### YOUR GOAL
Print the records below exactly, omitting all pictures.
___ INPUT DATA ___
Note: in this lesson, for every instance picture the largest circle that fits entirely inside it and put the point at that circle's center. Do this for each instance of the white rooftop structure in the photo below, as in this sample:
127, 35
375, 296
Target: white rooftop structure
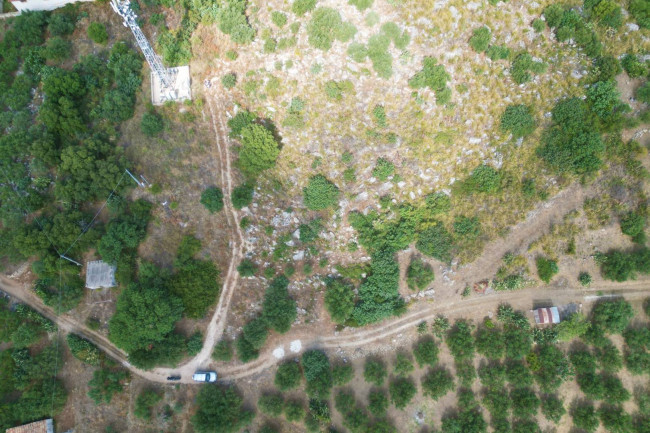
100, 275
___
### COMPLETED EXERCISE
Note: in this lesson, for every instance picture the largest circle that fits entirely inside it and put the point at that circle's center. Do this for each instance of the white rooftop structure in the photo below, as in this sample:
127, 35
375, 296
Target: white rooftop structure
100, 275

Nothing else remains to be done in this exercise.